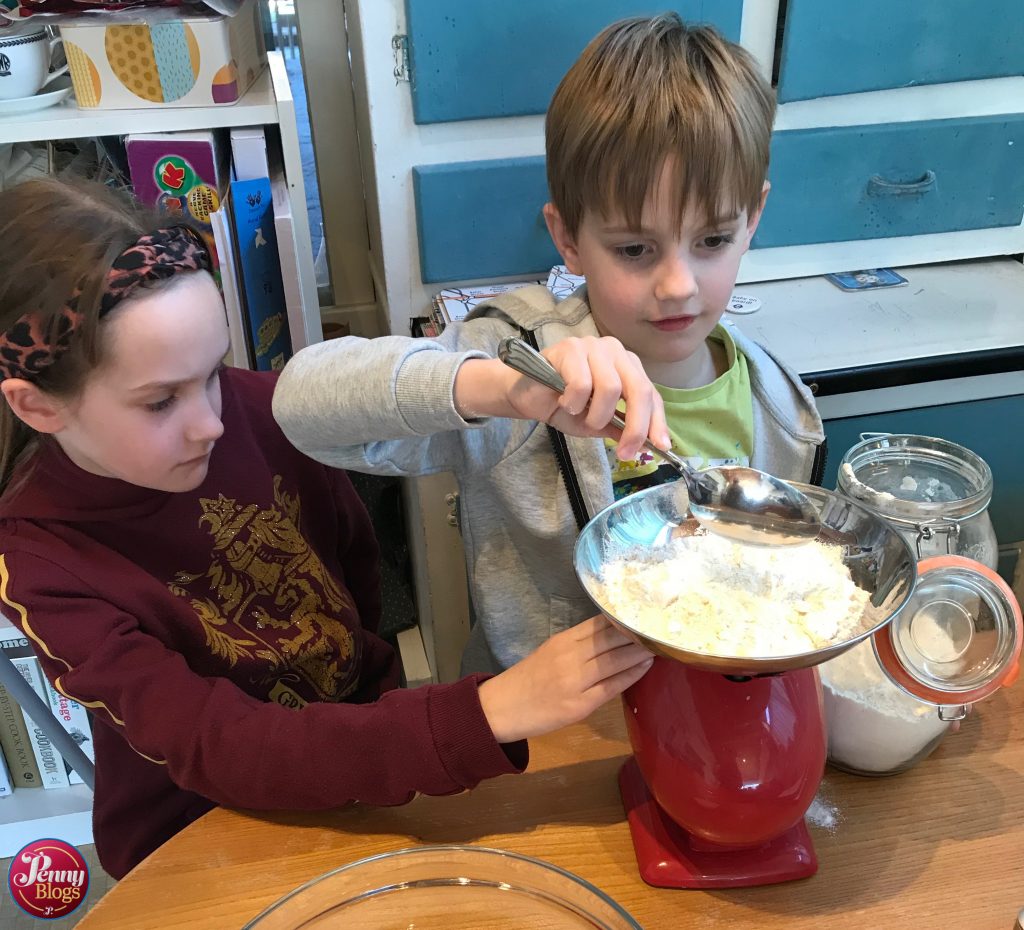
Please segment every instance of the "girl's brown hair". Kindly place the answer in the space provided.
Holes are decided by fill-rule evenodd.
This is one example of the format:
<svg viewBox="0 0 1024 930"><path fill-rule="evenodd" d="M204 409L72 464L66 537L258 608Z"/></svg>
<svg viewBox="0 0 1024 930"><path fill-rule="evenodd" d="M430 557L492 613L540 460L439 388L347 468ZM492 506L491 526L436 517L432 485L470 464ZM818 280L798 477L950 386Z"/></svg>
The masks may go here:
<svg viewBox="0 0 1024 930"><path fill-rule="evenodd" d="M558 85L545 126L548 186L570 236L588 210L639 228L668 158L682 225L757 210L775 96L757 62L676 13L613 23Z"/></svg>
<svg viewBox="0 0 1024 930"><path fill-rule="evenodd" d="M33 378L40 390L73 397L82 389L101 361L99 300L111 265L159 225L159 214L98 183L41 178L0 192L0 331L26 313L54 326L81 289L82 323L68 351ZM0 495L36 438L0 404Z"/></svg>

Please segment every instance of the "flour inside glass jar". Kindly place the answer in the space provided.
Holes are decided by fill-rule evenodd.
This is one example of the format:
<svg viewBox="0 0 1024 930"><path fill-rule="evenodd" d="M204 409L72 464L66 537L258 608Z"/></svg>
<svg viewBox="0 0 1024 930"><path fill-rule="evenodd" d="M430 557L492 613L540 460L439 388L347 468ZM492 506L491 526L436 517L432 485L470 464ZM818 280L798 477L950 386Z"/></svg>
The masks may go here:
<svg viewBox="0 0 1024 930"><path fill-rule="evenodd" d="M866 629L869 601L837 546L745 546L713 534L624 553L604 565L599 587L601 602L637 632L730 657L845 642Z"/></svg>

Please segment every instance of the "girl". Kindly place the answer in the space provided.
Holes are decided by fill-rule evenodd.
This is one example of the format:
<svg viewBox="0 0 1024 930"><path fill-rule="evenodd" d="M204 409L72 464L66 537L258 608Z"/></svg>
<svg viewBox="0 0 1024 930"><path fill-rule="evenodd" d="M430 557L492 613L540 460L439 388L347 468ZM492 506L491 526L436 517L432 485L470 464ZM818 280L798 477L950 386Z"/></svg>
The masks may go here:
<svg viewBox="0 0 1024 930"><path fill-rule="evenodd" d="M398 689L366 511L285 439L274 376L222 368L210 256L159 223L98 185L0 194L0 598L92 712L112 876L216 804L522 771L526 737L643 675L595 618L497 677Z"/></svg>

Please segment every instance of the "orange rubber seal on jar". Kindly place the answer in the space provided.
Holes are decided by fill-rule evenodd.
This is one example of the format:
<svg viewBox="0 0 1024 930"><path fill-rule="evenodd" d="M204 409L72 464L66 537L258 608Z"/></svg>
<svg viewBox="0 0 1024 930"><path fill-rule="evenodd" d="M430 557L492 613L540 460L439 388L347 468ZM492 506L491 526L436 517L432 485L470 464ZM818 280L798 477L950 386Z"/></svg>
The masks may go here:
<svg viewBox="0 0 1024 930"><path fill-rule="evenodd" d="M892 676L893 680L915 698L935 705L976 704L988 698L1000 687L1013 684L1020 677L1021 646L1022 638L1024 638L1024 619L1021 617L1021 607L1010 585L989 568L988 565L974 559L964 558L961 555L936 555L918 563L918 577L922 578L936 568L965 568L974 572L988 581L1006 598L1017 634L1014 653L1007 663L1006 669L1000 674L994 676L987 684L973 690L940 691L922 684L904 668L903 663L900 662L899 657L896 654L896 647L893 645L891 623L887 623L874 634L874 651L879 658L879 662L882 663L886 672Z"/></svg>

-------

• [Brief] Which lines in the data contain the word "Please"? Gather every one of them, and count only matches with the same capitalization.

• [Output of the exercise]
Please segment every instance of the "girl's brown hair". Kindly place the answer in the space provided.
Please segment every instance of the "flour inside glass jar". Kindly place the answer in the space provided.
Please segment every instance of the "girl". Kindly place the answer in the space provided.
Please segment every instance of the "orange rubber seal on jar". Kindly place the answer in the space provided.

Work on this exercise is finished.